### Texte de l'exercice
■ ■ ■ ■
Schmitt, derrière l’austérité désincarnée du propos, fut en réalité très impliqué dans le siècle. Dès 1933, il adhère au parti nazi dont il devient le conseiller juridique ; il approuve les lois anti-juives et organise même en 1936 un colloque dénonçant l’« esprit juif » dans la science juridique ; il reste Conseiller d’État jusqu’à la fin de la guerre. Les intellectuels de la Nouvelle Droite, tout comme pour Heidegger, tentent de réduire à du simple opportunisme ce malheureux engagement : il n’est pas donné à tout le monde d’être courageux, mais cela n’entache pas l’essentiel de la pensée. On aimerait pouvoir les suivre sur ce terrain, mais c’est pur marécage. En fait, les fantasmes xénophobes de Carl Schmitt, son engagement dans le nazisme, sa philosophie politique, sont tissés de la même étoffe. Ce n’est pas un hasard si le politique chez lui s’identifie in fine à la désignation des ennemis et à leur neutralisation, plutôt qu’à la recherche délibérée des alliances et des solidarités. La nuance est de taille. Si l’on en juge par son journal (intitulé Glossarium) rédigé de 1947 à 1951[37], son rapport à l’autre était plutôt paranoïde. Les propos qu’il y tient sur les juifs, bien après la fin de la guerre, ont paru à ce point délicats à son traducteur, commentateur et admirateur Jean Doremus qu’il a cru bon de les éliminer de ses commentaires. Il minimise par ailleurs l’antisémitisme et l’adhésion au nazisme de l’auteur.[38]

Pourtant, c’est aussi rendre justice à Carl Schmitt de ne pas laisser dans l’ombre les vacillements qui s’inscrivent en filigrane dans son oeuvre. Il n’est pas plus un monstre qu’un paranoïaque peut l’être. Il illustre plutôt, en l’amplifiant, la fascination horrifiée pour l’« autre du même », toujours prête à expulser le corps étranger et à ruiner le lien social :

Car les juifs restent toujours des juifs. Tandis que le communiste peut s’améliorer et changer. Cela n’a rien à voir avec la race nordique, etc. C’est précisément le juif assimilé qui est le vrai ennemi.
■ ■ ■ ■
### Consignes
**A.** Recopiez fidèlement un passage du texte sur Carl Schmitt : commencez aux mots « Pourtant, c’est aussi » et arrêtez-vous après les mots « le vrai ennemi. ».
**B.** Relevez toutes les années mentionnées dans le texte sur Carl Schmitt.

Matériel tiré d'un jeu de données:
■ ■ ■ ■
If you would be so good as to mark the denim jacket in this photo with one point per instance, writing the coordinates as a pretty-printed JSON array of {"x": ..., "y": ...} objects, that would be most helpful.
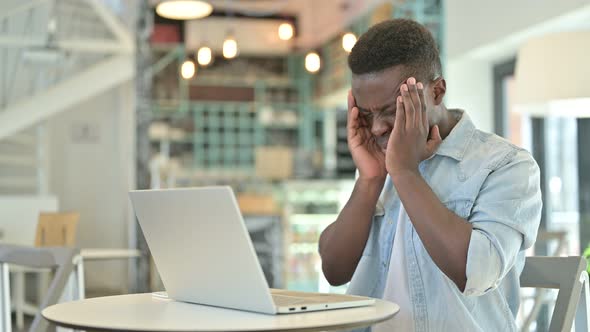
[{"x": 495, "y": 186}]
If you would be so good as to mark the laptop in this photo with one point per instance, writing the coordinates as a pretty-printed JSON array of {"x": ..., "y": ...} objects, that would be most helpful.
[{"x": 204, "y": 254}]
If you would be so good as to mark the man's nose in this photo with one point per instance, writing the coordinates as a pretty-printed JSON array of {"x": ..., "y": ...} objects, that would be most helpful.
[{"x": 379, "y": 127}]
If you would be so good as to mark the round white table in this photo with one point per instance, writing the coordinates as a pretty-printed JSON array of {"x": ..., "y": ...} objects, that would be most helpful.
[{"x": 144, "y": 312}]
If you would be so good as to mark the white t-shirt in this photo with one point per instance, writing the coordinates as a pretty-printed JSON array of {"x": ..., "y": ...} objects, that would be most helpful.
[{"x": 396, "y": 286}]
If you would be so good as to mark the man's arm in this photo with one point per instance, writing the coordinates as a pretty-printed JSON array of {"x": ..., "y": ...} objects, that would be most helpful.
[
  {"x": 342, "y": 243},
  {"x": 445, "y": 235}
]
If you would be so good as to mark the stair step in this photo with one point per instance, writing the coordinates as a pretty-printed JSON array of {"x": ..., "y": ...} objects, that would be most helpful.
[
  {"x": 22, "y": 182},
  {"x": 21, "y": 139},
  {"x": 16, "y": 160}
]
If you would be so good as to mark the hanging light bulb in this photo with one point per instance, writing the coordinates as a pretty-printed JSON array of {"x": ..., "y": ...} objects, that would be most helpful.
[
  {"x": 286, "y": 31},
  {"x": 204, "y": 56},
  {"x": 348, "y": 41},
  {"x": 187, "y": 70},
  {"x": 312, "y": 62},
  {"x": 184, "y": 9},
  {"x": 230, "y": 47}
]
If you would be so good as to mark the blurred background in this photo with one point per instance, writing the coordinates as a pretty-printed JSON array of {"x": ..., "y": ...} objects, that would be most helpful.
[{"x": 99, "y": 97}]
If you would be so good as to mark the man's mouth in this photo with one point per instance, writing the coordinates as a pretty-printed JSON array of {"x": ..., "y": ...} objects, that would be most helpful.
[{"x": 382, "y": 142}]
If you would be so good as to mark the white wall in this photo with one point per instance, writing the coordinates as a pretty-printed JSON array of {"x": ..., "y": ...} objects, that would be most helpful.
[
  {"x": 92, "y": 175},
  {"x": 472, "y": 24},
  {"x": 480, "y": 34}
]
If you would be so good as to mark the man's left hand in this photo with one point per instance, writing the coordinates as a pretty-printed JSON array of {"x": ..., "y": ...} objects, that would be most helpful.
[{"x": 411, "y": 140}]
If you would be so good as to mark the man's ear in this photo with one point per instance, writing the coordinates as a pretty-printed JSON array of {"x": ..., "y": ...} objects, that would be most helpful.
[{"x": 438, "y": 90}]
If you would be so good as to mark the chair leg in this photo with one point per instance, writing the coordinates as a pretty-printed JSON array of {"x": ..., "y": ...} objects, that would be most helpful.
[
  {"x": 5, "y": 320},
  {"x": 583, "y": 311},
  {"x": 19, "y": 299}
]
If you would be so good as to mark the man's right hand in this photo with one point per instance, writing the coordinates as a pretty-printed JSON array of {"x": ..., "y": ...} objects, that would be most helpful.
[{"x": 366, "y": 154}]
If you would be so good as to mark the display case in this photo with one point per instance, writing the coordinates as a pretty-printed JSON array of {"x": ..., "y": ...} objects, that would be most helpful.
[{"x": 310, "y": 206}]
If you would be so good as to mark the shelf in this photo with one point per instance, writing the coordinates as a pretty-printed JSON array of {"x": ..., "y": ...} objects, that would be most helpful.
[
  {"x": 312, "y": 219},
  {"x": 303, "y": 248}
]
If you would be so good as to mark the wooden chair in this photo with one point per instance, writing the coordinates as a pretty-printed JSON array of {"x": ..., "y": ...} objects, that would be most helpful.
[{"x": 55, "y": 229}]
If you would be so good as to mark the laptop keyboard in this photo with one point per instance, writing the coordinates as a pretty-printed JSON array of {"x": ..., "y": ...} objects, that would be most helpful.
[{"x": 287, "y": 298}]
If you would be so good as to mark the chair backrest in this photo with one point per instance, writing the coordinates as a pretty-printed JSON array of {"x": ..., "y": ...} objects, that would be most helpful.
[
  {"x": 568, "y": 274},
  {"x": 60, "y": 259},
  {"x": 20, "y": 217},
  {"x": 57, "y": 229}
]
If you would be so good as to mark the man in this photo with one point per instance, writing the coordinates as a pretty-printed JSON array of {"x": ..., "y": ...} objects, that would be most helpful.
[{"x": 441, "y": 212}]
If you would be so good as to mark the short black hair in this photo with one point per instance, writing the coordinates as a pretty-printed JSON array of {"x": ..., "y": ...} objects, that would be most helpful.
[{"x": 396, "y": 42}]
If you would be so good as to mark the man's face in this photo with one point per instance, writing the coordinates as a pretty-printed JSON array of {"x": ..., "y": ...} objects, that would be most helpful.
[{"x": 375, "y": 96}]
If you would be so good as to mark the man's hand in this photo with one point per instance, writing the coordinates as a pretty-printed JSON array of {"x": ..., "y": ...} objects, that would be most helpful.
[
  {"x": 366, "y": 154},
  {"x": 411, "y": 141}
]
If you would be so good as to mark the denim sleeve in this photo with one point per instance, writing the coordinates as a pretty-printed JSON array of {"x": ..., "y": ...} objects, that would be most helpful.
[{"x": 505, "y": 219}]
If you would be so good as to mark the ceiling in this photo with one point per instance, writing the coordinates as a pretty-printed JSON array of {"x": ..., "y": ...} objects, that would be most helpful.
[{"x": 256, "y": 27}]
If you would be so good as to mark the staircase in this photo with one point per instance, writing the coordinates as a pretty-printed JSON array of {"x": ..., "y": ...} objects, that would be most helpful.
[{"x": 54, "y": 54}]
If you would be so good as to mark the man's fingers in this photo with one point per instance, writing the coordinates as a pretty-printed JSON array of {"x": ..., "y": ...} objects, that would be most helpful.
[
  {"x": 400, "y": 114},
  {"x": 434, "y": 140},
  {"x": 420, "y": 87},
  {"x": 408, "y": 106},
  {"x": 415, "y": 97},
  {"x": 351, "y": 101}
]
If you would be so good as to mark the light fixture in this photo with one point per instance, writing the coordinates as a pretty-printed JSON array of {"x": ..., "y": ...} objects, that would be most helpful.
[
  {"x": 187, "y": 70},
  {"x": 550, "y": 77},
  {"x": 286, "y": 31},
  {"x": 204, "y": 56},
  {"x": 348, "y": 41},
  {"x": 230, "y": 47},
  {"x": 184, "y": 9},
  {"x": 312, "y": 62}
]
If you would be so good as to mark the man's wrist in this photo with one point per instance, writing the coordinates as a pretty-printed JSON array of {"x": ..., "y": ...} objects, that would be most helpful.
[
  {"x": 370, "y": 185},
  {"x": 400, "y": 175}
]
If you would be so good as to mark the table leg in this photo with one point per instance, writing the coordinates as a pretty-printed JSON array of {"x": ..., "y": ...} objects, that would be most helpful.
[
  {"x": 5, "y": 322},
  {"x": 71, "y": 291}
]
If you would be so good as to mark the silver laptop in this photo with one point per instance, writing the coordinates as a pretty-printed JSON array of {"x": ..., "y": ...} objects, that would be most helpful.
[{"x": 204, "y": 254}]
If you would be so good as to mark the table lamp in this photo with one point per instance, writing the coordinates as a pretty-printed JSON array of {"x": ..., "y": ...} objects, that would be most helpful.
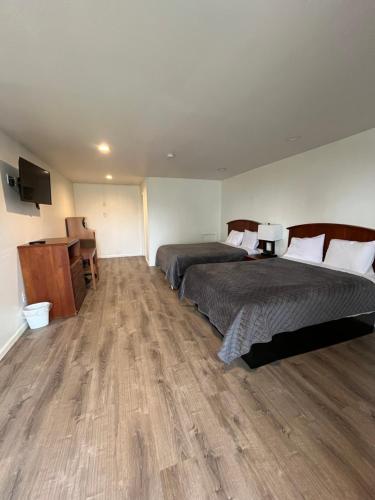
[{"x": 269, "y": 233}]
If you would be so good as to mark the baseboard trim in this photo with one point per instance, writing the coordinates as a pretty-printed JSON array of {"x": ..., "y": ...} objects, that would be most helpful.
[
  {"x": 20, "y": 330},
  {"x": 119, "y": 255}
]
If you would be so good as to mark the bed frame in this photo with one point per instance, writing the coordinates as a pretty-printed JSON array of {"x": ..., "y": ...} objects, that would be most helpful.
[{"x": 284, "y": 345}]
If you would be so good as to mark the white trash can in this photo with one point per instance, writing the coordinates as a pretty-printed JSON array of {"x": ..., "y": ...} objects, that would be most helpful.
[{"x": 37, "y": 315}]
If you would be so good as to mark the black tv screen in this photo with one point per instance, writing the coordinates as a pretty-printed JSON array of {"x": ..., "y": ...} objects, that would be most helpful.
[{"x": 34, "y": 183}]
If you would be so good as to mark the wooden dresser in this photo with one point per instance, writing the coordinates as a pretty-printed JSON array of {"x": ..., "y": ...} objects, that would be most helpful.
[{"x": 53, "y": 272}]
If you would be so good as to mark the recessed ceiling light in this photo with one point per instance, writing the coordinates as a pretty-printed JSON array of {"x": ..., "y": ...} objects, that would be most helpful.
[
  {"x": 104, "y": 148},
  {"x": 293, "y": 138}
]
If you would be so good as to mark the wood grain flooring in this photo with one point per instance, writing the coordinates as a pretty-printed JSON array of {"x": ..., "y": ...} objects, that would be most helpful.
[{"x": 129, "y": 401}]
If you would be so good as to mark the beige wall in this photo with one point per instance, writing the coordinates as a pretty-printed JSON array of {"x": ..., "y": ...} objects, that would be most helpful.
[
  {"x": 18, "y": 228},
  {"x": 181, "y": 211},
  {"x": 333, "y": 183},
  {"x": 115, "y": 212}
]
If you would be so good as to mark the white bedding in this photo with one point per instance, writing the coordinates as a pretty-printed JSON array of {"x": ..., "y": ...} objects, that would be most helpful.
[
  {"x": 250, "y": 251},
  {"x": 369, "y": 276}
]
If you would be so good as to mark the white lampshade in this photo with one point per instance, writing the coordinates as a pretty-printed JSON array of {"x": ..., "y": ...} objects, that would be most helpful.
[{"x": 270, "y": 232}]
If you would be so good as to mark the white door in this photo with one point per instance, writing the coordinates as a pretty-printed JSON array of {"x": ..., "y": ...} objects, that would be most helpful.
[{"x": 115, "y": 212}]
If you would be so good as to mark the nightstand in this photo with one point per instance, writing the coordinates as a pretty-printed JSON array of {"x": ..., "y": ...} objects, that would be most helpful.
[{"x": 259, "y": 256}]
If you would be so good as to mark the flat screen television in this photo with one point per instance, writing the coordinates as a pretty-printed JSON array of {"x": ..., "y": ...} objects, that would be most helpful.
[{"x": 34, "y": 183}]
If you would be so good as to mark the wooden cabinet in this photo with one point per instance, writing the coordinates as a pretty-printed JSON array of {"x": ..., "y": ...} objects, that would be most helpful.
[{"x": 53, "y": 272}]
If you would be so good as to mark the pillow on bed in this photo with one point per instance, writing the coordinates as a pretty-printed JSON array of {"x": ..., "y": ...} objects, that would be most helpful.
[
  {"x": 351, "y": 255},
  {"x": 310, "y": 249},
  {"x": 234, "y": 238},
  {"x": 250, "y": 240}
]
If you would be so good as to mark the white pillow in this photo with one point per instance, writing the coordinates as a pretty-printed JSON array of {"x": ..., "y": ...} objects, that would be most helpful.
[
  {"x": 310, "y": 249},
  {"x": 250, "y": 240},
  {"x": 235, "y": 238},
  {"x": 351, "y": 255}
]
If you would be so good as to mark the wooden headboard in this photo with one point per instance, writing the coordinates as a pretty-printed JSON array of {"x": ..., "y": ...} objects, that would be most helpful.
[{"x": 332, "y": 231}]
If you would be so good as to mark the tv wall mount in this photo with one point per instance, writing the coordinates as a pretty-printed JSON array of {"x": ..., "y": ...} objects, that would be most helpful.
[{"x": 14, "y": 183}]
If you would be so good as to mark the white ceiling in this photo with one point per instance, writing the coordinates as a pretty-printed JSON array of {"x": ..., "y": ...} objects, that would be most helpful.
[{"x": 222, "y": 83}]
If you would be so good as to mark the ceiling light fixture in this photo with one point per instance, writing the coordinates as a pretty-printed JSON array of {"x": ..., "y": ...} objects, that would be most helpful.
[
  {"x": 293, "y": 138},
  {"x": 104, "y": 148}
]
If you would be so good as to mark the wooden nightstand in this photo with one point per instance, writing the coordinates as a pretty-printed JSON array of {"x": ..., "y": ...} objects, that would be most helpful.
[{"x": 259, "y": 256}]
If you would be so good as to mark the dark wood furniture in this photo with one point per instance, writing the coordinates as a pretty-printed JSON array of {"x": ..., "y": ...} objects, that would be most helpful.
[
  {"x": 288, "y": 344},
  {"x": 259, "y": 256},
  {"x": 89, "y": 254},
  {"x": 332, "y": 231},
  {"x": 53, "y": 272}
]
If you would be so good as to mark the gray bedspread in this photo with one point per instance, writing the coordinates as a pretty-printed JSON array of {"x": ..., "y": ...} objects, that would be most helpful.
[
  {"x": 249, "y": 302},
  {"x": 175, "y": 259}
]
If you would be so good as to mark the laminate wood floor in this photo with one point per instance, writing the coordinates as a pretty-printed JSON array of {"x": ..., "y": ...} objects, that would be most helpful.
[{"x": 129, "y": 401}]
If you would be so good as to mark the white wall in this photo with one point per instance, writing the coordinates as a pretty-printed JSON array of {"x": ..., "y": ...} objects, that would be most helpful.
[
  {"x": 181, "y": 211},
  {"x": 18, "y": 228},
  {"x": 333, "y": 183},
  {"x": 115, "y": 212}
]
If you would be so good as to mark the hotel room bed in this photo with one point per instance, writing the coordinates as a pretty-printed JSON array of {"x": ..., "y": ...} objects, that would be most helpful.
[
  {"x": 250, "y": 302},
  {"x": 174, "y": 260}
]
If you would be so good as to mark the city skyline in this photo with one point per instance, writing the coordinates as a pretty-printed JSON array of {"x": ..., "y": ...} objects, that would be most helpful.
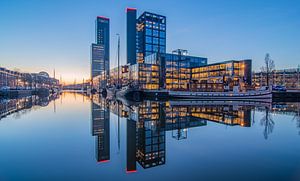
[{"x": 234, "y": 30}]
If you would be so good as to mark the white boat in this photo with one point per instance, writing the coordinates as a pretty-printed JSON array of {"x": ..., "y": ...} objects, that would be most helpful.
[{"x": 249, "y": 95}]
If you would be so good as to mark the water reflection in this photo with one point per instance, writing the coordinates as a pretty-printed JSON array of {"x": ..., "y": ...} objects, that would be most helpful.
[
  {"x": 147, "y": 123},
  {"x": 20, "y": 106}
]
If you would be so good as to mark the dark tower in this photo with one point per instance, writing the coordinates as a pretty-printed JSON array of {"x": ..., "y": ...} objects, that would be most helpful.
[
  {"x": 102, "y": 38},
  {"x": 131, "y": 35}
]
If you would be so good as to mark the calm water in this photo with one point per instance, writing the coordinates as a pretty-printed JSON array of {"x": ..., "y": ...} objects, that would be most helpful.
[{"x": 70, "y": 137}]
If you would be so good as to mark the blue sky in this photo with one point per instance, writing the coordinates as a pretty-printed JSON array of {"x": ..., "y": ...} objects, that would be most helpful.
[{"x": 46, "y": 34}]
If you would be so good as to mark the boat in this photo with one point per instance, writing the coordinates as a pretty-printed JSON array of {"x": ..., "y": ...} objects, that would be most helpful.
[{"x": 248, "y": 95}]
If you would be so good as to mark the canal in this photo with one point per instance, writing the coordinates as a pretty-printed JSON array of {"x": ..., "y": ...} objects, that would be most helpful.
[{"x": 77, "y": 137}]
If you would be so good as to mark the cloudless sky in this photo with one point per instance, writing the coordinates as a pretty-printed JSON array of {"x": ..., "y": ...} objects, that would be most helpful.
[{"x": 38, "y": 35}]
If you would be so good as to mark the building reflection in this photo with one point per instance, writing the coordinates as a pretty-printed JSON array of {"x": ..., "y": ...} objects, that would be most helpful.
[
  {"x": 148, "y": 123},
  {"x": 22, "y": 105},
  {"x": 100, "y": 128}
]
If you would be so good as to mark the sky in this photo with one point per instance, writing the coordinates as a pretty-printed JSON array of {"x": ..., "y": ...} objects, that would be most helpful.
[{"x": 43, "y": 35}]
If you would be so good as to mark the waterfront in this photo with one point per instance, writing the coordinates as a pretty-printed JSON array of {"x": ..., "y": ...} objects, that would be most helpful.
[{"x": 66, "y": 138}]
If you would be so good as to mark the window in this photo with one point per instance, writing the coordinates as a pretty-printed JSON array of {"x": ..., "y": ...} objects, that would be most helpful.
[
  {"x": 162, "y": 34},
  {"x": 162, "y": 49},
  {"x": 149, "y": 39},
  {"x": 162, "y": 41},
  {"x": 148, "y": 47},
  {"x": 148, "y": 31},
  {"x": 162, "y": 27},
  {"x": 155, "y": 33}
]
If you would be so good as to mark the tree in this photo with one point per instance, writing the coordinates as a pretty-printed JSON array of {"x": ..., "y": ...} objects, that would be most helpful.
[{"x": 268, "y": 68}]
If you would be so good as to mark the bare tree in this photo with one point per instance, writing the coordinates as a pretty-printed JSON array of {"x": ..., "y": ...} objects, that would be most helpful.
[{"x": 268, "y": 68}]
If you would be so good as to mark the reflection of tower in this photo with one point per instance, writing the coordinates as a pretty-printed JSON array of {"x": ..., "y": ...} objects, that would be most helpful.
[
  {"x": 100, "y": 122},
  {"x": 151, "y": 135},
  {"x": 131, "y": 146}
]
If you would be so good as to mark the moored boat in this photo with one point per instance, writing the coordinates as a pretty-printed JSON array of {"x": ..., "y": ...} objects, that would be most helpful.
[{"x": 249, "y": 95}]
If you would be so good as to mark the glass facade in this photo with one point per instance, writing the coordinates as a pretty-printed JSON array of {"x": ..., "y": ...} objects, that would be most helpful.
[
  {"x": 151, "y": 35},
  {"x": 145, "y": 76},
  {"x": 97, "y": 60},
  {"x": 100, "y": 115},
  {"x": 102, "y": 38},
  {"x": 229, "y": 74},
  {"x": 175, "y": 68},
  {"x": 131, "y": 35}
]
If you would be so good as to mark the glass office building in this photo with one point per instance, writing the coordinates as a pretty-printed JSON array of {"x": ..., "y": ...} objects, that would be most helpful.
[
  {"x": 175, "y": 68},
  {"x": 102, "y": 38},
  {"x": 151, "y": 35},
  {"x": 97, "y": 60},
  {"x": 144, "y": 76},
  {"x": 131, "y": 35},
  {"x": 222, "y": 75}
]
■ ■ ■ ■
### Réponses dans l'ordre
**A.**
Pourtant, c’est aussi rendre justice à Carl Schmitt de ne pas laisser dans l’ombre les vacillements qui s’inscrivent en filigrane dans son oeuvre. Il n’est pas plus un monstre qu’un paranoïaque peut l’être. Il illustre plutôt, en l’amplifiant, la fascination horrifiée pour l’« autre du même », toujours prête à expulser le corps étranger et à ruiner le lien social :

Car les juifs restent toujours des juifs. Tandis que le communiste peut s’améliorer et changer. Cela n’a rien à voir avec la race nordique, etc. C’est précisément le juif assimilé qui est le vrai ennemi.

**B.** 1933, 1936, 1947, 1951